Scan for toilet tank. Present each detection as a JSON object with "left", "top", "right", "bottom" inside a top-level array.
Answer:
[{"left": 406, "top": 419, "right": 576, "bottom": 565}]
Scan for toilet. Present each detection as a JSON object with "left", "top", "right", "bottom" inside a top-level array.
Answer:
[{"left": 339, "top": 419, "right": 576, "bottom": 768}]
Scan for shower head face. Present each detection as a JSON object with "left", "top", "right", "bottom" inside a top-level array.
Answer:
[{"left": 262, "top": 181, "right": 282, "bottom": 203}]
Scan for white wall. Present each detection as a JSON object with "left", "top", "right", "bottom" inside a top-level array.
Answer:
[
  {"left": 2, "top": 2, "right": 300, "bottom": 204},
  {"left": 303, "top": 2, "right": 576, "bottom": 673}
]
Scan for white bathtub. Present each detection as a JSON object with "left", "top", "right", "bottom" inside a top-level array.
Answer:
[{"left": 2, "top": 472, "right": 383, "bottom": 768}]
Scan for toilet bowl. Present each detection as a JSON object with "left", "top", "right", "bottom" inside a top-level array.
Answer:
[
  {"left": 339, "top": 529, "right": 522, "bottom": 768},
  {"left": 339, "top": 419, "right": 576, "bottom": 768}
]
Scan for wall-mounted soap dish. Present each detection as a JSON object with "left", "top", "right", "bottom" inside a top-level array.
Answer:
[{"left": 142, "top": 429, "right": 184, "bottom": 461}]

● ● ● ●

Reproduce the part of the material that opens with the line containing "Scan for white bathtub." and runs through the end of the material, substituting "outer array" for every occurrence of "top-level array" and leaving everything else unchanged. Return only that part.

Result of this exercise:
Scan for white bathtub. Present each detection as a JSON object with "left", "top", "right", "bottom" inside a outer array.
Answer:
[{"left": 2, "top": 472, "right": 383, "bottom": 768}]
Scan for toilet bowl. Present each detection as a JSON object with "left", "top", "right", "bottom" inside a outer array.
Answer:
[
  {"left": 339, "top": 529, "right": 522, "bottom": 768},
  {"left": 339, "top": 419, "right": 576, "bottom": 768}
]
Scan for wall-mounted soap dish. Present each detection as a JSON object with "left", "top", "right", "bottom" inside a outer array.
Answer:
[{"left": 142, "top": 429, "right": 184, "bottom": 461}]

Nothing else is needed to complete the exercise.